▶ [Task requirements]: Update the listing, beginning at the line that contains "dog's nose |" and stopping after the line that contains "227 209 L 235". Change "straight edges" to "straight segments" and keep everything else the same.

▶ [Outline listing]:
.....

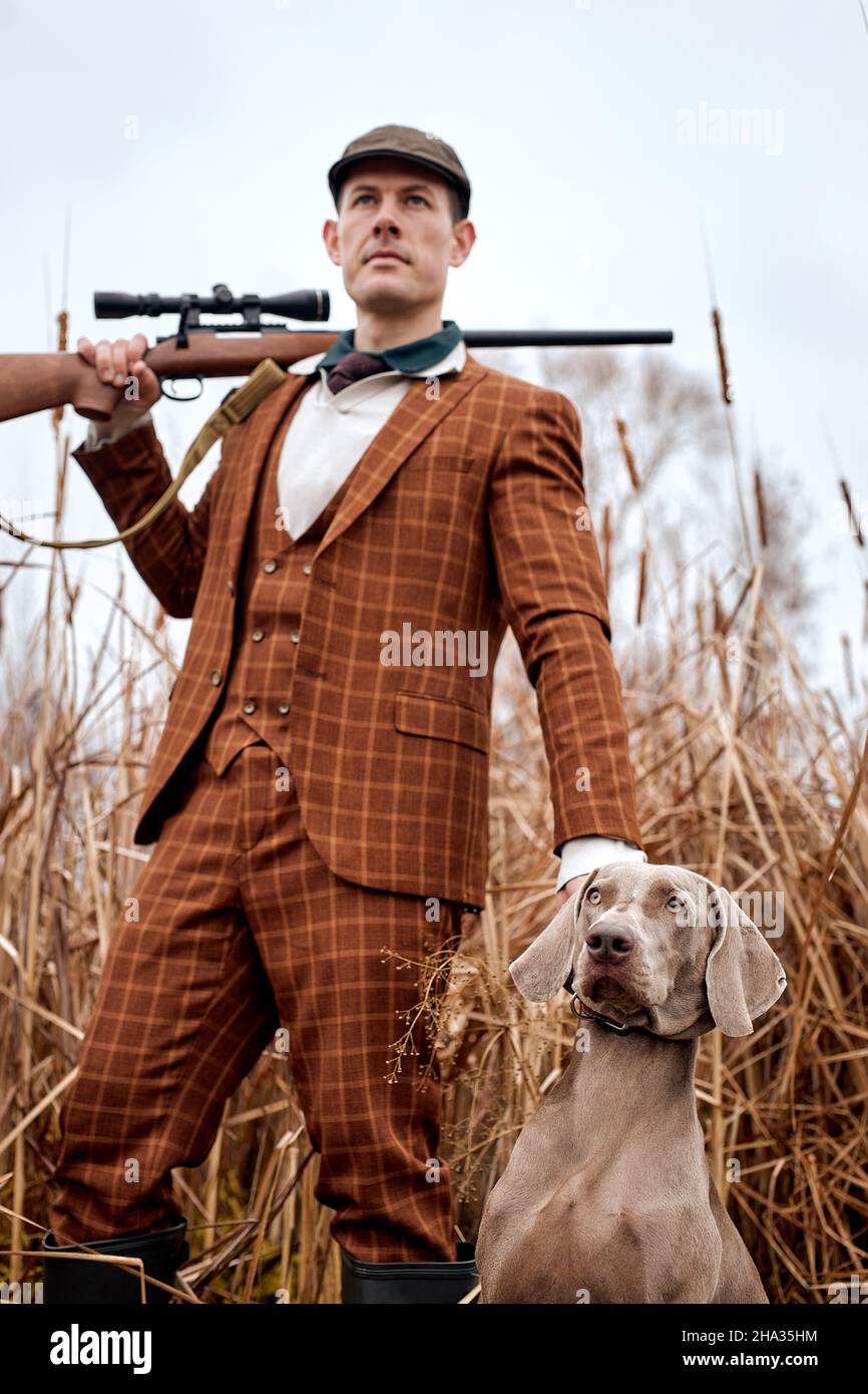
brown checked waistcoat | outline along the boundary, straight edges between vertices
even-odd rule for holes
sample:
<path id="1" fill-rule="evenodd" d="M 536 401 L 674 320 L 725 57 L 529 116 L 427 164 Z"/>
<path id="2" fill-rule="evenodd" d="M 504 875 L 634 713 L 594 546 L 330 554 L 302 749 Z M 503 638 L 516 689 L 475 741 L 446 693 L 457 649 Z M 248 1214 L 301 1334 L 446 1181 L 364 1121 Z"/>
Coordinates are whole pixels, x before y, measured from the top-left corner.
<path id="1" fill-rule="evenodd" d="M 337 513 L 348 478 L 295 541 L 281 527 L 277 466 L 297 396 L 274 434 L 245 538 L 230 669 L 206 729 L 205 757 L 222 775 L 255 740 L 266 740 L 291 772 L 290 711 L 301 616 L 313 556 Z M 215 675 L 216 676 L 216 675 Z"/>
<path id="2" fill-rule="evenodd" d="M 412 379 L 293 542 L 272 527 L 277 453 L 312 381 L 288 374 L 223 438 L 196 506 L 174 499 L 124 544 L 167 613 L 192 616 L 135 842 L 159 836 L 203 747 L 224 768 L 265 737 L 337 875 L 483 905 L 492 673 L 511 626 L 539 704 L 552 848 L 587 834 L 641 848 L 573 403 L 471 354 L 436 390 Z M 75 459 L 118 530 L 171 478 L 150 425 Z M 485 633 L 488 672 L 414 662 L 414 645 L 383 661 L 404 626 L 444 636 L 442 654 L 449 636 Z"/>

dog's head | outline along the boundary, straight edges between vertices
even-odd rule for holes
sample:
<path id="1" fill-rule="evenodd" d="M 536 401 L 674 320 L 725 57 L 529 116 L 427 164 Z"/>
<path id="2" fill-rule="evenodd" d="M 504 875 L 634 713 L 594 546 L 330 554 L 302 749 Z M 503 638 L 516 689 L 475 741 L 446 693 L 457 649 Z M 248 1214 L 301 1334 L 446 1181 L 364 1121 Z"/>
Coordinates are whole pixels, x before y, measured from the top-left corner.
<path id="1" fill-rule="evenodd" d="M 715 1026 L 750 1036 L 787 983 L 729 891 L 644 861 L 591 871 L 510 973 L 532 1002 L 570 987 L 591 1011 L 676 1040 Z"/>

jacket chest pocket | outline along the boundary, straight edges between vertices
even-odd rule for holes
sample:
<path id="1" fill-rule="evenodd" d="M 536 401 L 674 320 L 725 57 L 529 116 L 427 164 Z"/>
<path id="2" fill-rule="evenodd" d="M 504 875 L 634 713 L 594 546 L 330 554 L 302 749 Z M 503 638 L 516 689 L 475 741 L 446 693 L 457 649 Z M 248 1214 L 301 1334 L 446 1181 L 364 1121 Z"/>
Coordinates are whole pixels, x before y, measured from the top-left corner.
<path id="1" fill-rule="evenodd" d="M 474 467 L 474 456 L 461 452 L 439 452 L 437 454 L 411 456 L 404 464 L 401 474 L 439 474 L 449 470 L 453 474 L 467 474 Z"/>
<path id="2" fill-rule="evenodd" d="M 451 740 L 483 754 L 489 750 L 490 722 L 486 712 L 457 697 L 398 691 L 394 697 L 394 726 L 411 736 Z"/>

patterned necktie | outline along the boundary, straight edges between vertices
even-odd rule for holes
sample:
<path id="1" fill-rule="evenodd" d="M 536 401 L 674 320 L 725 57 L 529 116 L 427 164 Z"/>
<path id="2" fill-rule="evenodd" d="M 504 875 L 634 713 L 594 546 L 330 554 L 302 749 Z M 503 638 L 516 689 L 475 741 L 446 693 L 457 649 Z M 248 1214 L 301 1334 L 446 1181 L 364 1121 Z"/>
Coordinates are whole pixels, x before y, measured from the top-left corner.
<path id="1" fill-rule="evenodd" d="M 351 382 L 361 382 L 362 378 L 369 378 L 372 372 L 386 372 L 386 361 L 380 358 L 379 354 L 352 351 L 344 354 L 340 362 L 336 362 L 330 369 L 326 385 L 329 392 L 337 395 L 348 388 Z"/>

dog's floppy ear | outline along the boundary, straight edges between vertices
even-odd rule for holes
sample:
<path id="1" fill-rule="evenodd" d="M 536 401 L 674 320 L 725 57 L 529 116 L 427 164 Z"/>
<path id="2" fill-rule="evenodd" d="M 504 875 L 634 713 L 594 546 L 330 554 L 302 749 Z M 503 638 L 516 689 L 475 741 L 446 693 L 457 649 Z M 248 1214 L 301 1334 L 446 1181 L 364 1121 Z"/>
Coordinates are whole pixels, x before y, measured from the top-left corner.
<path id="1" fill-rule="evenodd" d="M 589 871 L 578 891 L 566 901 L 532 944 L 510 963 L 513 983 L 531 1002 L 548 1002 L 561 987 L 573 966 L 575 926 L 585 891 L 599 871 Z"/>
<path id="2" fill-rule="evenodd" d="M 704 877 L 704 880 L 708 880 Z M 708 1005 L 724 1036 L 751 1036 L 754 1022 L 768 1012 L 787 976 L 754 921 L 723 887 L 708 882 L 712 924 L 718 937 L 705 965 Z"/>

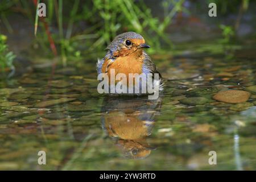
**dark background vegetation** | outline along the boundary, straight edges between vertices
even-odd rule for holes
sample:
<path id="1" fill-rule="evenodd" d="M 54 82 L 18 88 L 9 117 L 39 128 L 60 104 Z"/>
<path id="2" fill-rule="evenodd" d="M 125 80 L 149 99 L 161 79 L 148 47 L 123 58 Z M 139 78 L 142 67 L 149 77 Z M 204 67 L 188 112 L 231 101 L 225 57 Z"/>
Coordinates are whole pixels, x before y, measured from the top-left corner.
<path id="1" fill-rule="evenodd" d="M 193 42 L 228 45 L 255 37 L 255 2 L 249 0 L 40 1 L 47 17 L 37 19 L 39 2 L 1 1 L 2 72 L 13 71 L 20 57 L 56 57 L 64 66 L 95 59 L 115 36 L 130 31 L 144 36 L 151 54 L 174 53 Z M 217 17 L 208 16 L 210 2 Z"/>

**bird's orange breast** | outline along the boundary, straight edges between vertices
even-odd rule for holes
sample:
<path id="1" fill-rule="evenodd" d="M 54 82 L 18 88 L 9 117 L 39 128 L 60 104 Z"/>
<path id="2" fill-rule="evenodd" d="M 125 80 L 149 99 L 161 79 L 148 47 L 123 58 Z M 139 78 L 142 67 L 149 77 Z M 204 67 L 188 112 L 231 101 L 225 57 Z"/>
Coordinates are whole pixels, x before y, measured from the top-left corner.
<path id="1" fill-rule="evenodd" d="M 103 64 L 101 71 L 105 73 L 106 71 L 109 77 L 110 69 L 114 69 L 115 75 L 118 73 L 123 73 L 128 78 L 129 73 L 142 73 L 144 59 L 144 56 L 141 50 L 137 50 L 127 56 L 118 57 L 112 63 L 110 60 L 106 60 Z"/>

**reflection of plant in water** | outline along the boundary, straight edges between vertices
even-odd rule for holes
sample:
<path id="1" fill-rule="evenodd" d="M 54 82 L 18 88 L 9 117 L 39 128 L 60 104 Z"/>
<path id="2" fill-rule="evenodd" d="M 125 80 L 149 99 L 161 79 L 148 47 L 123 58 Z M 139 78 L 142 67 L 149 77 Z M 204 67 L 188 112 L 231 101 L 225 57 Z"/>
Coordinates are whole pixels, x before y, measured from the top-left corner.
<path id="1" fill-rule="evenodd" d="M 15 55 L 13 52 L 9 51 L 6 44 L 7 37 L 0 34 L 0 65 L 2 72 L 10 69 L 14 70 L 13 61 Z"/>

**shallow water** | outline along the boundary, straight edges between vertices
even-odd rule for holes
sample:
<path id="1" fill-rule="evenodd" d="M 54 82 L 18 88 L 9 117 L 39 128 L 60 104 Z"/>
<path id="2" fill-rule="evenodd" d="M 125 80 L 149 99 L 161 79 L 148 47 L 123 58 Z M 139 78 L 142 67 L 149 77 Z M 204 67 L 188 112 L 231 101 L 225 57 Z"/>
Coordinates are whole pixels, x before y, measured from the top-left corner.
<path id="1" fill-rule="evenodd" d="M 255 52 L 153 55 L 167 80 L 154 101 L 98 94 L 93 61 L 2 81 L 0 169 L 255 170 Z M 228 89 L 251 96 L 213 99 Z"/>

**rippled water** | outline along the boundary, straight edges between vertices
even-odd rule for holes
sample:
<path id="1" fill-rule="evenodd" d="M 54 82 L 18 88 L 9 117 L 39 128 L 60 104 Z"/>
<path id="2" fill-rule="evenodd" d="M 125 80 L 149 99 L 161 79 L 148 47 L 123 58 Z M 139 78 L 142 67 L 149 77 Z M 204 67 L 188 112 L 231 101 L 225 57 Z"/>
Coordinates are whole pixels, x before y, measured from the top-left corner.
<path id="1" fill-rule="evenodd" d="M 0 169 L 255 170 L 255 52 L 152 56 L 166 78 L 153 101 L 98 94 L 93 61 L 3 81 Z M 228 89 L 250 97 L 213 99 Z M 38 164 L 42 150 L 46 165 Z"/>

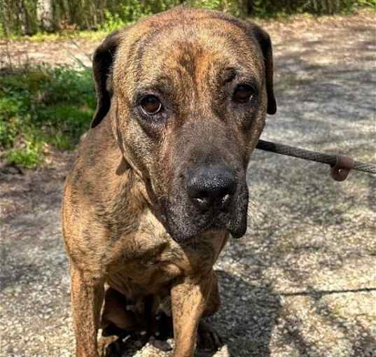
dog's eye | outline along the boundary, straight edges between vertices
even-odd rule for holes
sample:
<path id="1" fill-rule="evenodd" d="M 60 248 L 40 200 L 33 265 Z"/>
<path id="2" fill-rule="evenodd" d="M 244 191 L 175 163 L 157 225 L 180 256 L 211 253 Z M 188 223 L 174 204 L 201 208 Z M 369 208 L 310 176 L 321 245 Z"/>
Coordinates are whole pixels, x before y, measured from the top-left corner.
<path id="1" fill-rule="evenodd" d="M 149 115 L 156 114 L 162 109 L 162 103 L 155 95 L 146 95 L 141 100 L 140 105 L 144 112 Z"/>
<path id="2" fill-rule="evenodd" d="M 240 84 L 236 87 L 232 99 L 239 103 L 246 103 L 253 94 L 254 90 L 251 85 Z"/>

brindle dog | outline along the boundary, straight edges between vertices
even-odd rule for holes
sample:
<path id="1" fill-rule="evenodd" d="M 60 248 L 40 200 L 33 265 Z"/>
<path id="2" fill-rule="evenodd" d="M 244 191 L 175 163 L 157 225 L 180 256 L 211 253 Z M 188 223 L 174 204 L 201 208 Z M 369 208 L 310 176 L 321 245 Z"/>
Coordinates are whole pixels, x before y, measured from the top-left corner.
<path id="1" fill-rule="evenodd" d="M 246 232 L 246 169 L 276 111 L 269 36 L 176 8 L 110 34 L 93 71 L 97 111 L 62 208 L 76 354 L 99 356 L 99 328 L 158 335 L 168 316 L 174 357 L 193 356 L 197 330 L 216 348 L 201 318 L 219 307 L 213 265 Z"/>

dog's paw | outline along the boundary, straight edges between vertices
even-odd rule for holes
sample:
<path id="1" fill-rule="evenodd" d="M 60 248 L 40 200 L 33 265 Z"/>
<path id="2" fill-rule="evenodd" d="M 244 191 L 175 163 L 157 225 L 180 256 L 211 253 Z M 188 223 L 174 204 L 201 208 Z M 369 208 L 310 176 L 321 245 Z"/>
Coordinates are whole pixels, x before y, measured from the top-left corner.
<path id="1" fill-rule="evenodd" d="M 121 357 L 124 342 L 117 336 L 102 337 L 98 341 L 98 354 L 100 357 Z"/>
<path id="2" fill-rule="evenodd" d="M 221 336 L 208 323 L 201 321 L 197 330 L 197 349 L 208 351 L 215 351 L 222 346 L 223 346 L 223 342 Z"/>

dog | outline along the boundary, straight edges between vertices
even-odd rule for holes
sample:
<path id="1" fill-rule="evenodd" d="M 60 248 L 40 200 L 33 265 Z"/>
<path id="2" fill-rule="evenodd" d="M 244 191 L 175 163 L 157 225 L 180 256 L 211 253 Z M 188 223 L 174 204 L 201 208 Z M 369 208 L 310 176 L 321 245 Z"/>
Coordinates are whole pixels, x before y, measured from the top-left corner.
<path id="1" fill-rule="evenodd" d="M 174 357 L 217 349 L 202 318 L 219 307 L 213 266 L 246 232 L 247 164 L 277 110 L 270 37 L 179 7 L 109 35 L 92 64 L 97 109 L 62 204 L 76 356 L 106 353 L 99 328 L 169 326 Z"/>

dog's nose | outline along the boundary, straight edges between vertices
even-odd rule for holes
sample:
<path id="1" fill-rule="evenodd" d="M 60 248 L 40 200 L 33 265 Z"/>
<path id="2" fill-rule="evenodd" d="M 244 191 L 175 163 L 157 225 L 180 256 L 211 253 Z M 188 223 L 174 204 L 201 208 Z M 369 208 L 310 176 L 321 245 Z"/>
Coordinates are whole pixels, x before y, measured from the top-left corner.
<path id="1" fill-rule="evenodd" d="M 227 209 L 235 192 L 236 180 L 233 169 L 225 167 L 190 169 L 187 174 L 188 194 L 201 210 L 211 207 Z"/>

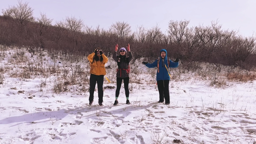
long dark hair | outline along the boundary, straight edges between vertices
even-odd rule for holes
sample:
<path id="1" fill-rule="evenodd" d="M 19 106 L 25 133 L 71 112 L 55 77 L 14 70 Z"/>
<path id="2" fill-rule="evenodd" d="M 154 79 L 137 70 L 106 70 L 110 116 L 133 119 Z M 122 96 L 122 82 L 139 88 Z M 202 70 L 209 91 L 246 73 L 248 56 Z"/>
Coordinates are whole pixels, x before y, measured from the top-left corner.
<path id="1" fill-rule="evenodd" d="M 97 61 L 100 60 L 101 62 L 102 62 L 102 61 L 103 61 L 103 58 L 102 57 L 102 56 L 100 55 L 100 59 L 98 56 L 97 55 L 95 55 L 93 56 L 93 61 Z"/>

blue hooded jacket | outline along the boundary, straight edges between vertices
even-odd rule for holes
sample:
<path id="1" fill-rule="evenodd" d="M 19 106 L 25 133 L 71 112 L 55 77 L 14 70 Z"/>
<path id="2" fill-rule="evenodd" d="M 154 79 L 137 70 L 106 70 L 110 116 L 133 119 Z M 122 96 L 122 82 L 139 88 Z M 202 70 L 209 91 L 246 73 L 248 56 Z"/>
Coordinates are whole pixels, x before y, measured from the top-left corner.
<path id="1" fill-rule="evenodd" d="M 159 60 L 159 72 L 158 70 L 156 73 L 156 80 L 170 80 L 170 76 L 168 74 L 168 71 L 164 64 L 163 64 L 163 61 L 162 59 L 162 57 L 161 56 L 161 53 L 162 52 L 164 51 L 165 52 L 166 55 L 165 57 L 164 57 L 164 63 L 165 64 L 166 66 L 168 67 L 168 59 L 167 58 L 167 52 L 165 49 L 162 49 L 160 51 L 160 60 Z M 170 60 L 169 60 L 170 62 L 169 63 L 169 67 L 177 67 L 179 65 L 179 63 L 174 63 L 173 62 Z M 149 64 L 148 63 L 145 65 L 146 66 L 149 68 L 153 68 L 157 66 L 157 61 L 158 59 L 157 59 L 152 64 Z"/>

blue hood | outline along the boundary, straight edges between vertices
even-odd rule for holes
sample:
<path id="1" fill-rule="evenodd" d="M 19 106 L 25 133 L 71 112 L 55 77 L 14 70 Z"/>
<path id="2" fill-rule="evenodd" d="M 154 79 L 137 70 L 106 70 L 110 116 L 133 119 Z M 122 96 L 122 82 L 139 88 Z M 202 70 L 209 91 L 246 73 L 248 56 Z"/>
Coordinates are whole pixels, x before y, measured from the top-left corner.
<path id="1" fill-rule="evenodd" d="M 161 56 L 161 52 L 163 51 L 165 52 L 165 57 L 164 57 L 164 59 L 167 59 L 167 51 L 166 51 L 166 50 L 165 49 L 162 49 L 160 51 L 160 57 L 162 57 Z"/>

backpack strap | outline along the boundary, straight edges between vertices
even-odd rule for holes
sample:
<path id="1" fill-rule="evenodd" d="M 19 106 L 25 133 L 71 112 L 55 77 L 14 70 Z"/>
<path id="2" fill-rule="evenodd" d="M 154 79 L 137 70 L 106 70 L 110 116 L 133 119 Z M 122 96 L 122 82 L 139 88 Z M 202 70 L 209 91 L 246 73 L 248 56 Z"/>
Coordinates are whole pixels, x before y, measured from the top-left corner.
<path id="1" fill-rule="evenodd" d="M 159 72 L 159 61 L 160 61 L 160 58 L 158 57 L 157 59 L 157 71 Z"/>
<path id="2" fill-rule="evenodd" d="M 167 67 L 168 68 L 169 68 L 169 64 L 170 64 L 170 59 L 168 58 L 167 59 L 167 60 L 168 61 L 167 61 L 167 64 L 168 64 L 168 66 Z"/>

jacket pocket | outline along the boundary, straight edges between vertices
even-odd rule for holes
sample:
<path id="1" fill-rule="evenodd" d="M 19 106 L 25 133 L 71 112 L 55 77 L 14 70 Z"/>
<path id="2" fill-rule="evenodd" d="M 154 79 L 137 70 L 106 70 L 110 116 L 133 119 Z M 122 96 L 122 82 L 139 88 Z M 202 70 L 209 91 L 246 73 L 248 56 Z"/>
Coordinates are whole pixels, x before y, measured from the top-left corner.
<path id="1" fill-rule="evenodd" d="M 105 67 L 100 67 L 100 72 L 101 75 L 106 75 L 106 69 Z"/>
<path id="2" fill-rule="evenodd" d="M 91 73 L 96 75 L 96 73 L 97 72 L 97 66 L 95 66 L 93 65 L 92 66 L 92 67 L 91 67 Z"/>

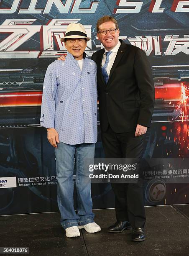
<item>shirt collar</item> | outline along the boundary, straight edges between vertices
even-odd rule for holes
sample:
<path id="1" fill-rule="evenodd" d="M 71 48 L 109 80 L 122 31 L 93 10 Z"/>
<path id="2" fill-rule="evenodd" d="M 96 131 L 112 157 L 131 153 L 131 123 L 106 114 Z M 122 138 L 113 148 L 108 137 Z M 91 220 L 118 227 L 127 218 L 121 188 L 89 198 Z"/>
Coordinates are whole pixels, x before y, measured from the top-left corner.
<path id="1" fill-rule="evenodd" d="M 112 51 L 112 52 L 117 52 L 118 50 L 119 50 L 119 48 L 120 47 L 120 46 L 121 45 L 121 42 L 120 41 L 119 41 L 117 44 L 115 46 L 115 47 L 114 48 L 113 48 L 112 50 L 111 50 L 111 51 L 108 51 L 108 50 L 107 50 L 105 48 L 105 52 L 104 54 L 105 54 L 106 53 L 107 53 L 107 51 Z"/>

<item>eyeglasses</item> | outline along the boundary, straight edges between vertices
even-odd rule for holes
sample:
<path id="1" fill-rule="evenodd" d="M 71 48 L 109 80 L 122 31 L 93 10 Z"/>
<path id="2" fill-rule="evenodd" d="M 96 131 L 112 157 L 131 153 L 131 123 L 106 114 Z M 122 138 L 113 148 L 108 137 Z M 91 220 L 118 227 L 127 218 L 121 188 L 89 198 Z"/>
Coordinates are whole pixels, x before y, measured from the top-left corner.
<path id="1" fill-rule="evenodd" d="M 109 29 L 108 30 L 101 30 L 100 31 L 99 31 L 98 33 L 100 33 L 101 35 L 104 36 L 105 35 L 106 35 L 108 31 L 110 34 L 115 34 L 116 32 L 116 30 L 117 28 L 111 28 L 111 29 Z"/>

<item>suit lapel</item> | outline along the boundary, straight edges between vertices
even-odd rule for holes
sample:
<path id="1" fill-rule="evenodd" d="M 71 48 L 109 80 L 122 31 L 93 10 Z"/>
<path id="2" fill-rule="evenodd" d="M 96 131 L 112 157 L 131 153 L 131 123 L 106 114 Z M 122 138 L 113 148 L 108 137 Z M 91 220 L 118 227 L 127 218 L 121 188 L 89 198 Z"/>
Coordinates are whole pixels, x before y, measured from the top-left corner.
<path id="1" fill-rule="evenodd" d="M 102 61 L 102 60 L 103 55 L 105 52 L 104 49 L 102 49 L 101 51 L 100 51 L 100 54 L 98 56 L 98 58 L 97 60 L 97 67 L 98 68 L 98 72 L 99 74 L 99 79 L 100 80 L 100 82 L 104 84 L 105 85 L 106 85 L 106 83 L 105 83 L 104 77 L 103 76 L 102 73 L 102 67 L 101 67 L 101 64 Z M 101 82 L 100 83 L 101 83 Z"/>
<path id="2" fill-rule="evenodd" d="M 123 56 L 124 53 L 125 52 L 125 49 L 126 48 L 126 44 L 125 44 L 125 43 L 123 43 L 122 41 L 122 43 L 117 51 L 117 54 L 116 57 L 115 57 L 115 60 L 114 61 L 114 64 L 113 64 L 113 66 L 112 66 L 112 68 L 111 69 L 110 73 L 110 76 L 108 79 L 108 82 L 110 81 L 111 78 L 111 76 L 112 76 L 115 68 L 117 66 L 120 61 L 121 60 L 122 57 Z M 108 84 L 108 82 L 107 82 L 107 84 Z"/>

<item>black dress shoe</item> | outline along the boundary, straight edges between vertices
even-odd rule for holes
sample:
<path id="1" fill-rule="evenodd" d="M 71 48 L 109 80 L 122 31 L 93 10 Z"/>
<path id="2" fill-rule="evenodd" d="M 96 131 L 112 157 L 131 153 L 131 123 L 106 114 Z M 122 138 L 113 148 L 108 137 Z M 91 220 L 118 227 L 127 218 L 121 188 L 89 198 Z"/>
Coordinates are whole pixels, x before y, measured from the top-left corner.
<path id="1" fill-rule="evenodd" d="M 133 241 L 143 241 L 146 239 L 144 229 L 141 228 L 135 228 L 133 229 L 131 235 Z"/>
<path id="2" fill-rule="evenodd" d="M 109 227 L 107 229 L 108 232 L 120 233 L 125 229 L 131 229 L 131 225 L 128 221 L 117 221 L 115 224 Z"/>

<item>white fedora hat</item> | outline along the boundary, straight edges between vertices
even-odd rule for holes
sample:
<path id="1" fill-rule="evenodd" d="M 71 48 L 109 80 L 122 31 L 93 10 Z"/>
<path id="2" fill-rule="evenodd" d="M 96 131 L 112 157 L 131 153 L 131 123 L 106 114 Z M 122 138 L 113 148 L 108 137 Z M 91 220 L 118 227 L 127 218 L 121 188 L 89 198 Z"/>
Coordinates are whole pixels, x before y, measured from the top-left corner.
<path id="1" fill-rule="evenodd" d="M 64 37 L 61 38 L 62 42 L 65 42 L 67 38 L 85 38 L 89 41 L 91 38 L 87 37 L 86 31 L 82 24 L 80 23 L 71 23 L 67 27 Z"/>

.....

▶ [Exercise output]:
dog's nose | outline along the boundary, straight segments between vertices
even-odd rule for holes
sample:
<path id="1" fill-rule="evenodd" d="M 60 248 L 40 200 L 33 265 Z"/>
<path id="2" fill-rule="evenodd" d="M 244 191 L 175 163 L 157 225 L 180 256 L 211 253 Z M 188 223 L 174 204 L 201 208 Z M 369 208 L 310 176 L 321 245 Z"/>
Coordinates are whole pixels, x before y, measured from the top-left corner.
<path id="1" fill-rule="evenodd" d="M 227 209 L 235 192 L 236 180 L 233 169 L 225 167 L 190 169 L 187 174 L 188 194 L 201 210 L 211 207 Z"/>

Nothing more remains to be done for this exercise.